TASK DETAILS:
Every record below should be printed exactly as it appears.

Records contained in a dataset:
==*==
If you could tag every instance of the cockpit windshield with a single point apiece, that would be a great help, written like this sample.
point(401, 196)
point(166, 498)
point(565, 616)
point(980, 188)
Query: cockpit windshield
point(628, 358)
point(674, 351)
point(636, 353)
==*==
RESPONSE:
If you could tag every instance of the cockpit windshield with a single point apiece, that would be a great help, written like this sample.
point(401, 196)
point(166, 498)
point(565, 616)
point(980, 188)
Query: cockpit windshield
point(628, 358)
point(674, 351)
point(636, 353)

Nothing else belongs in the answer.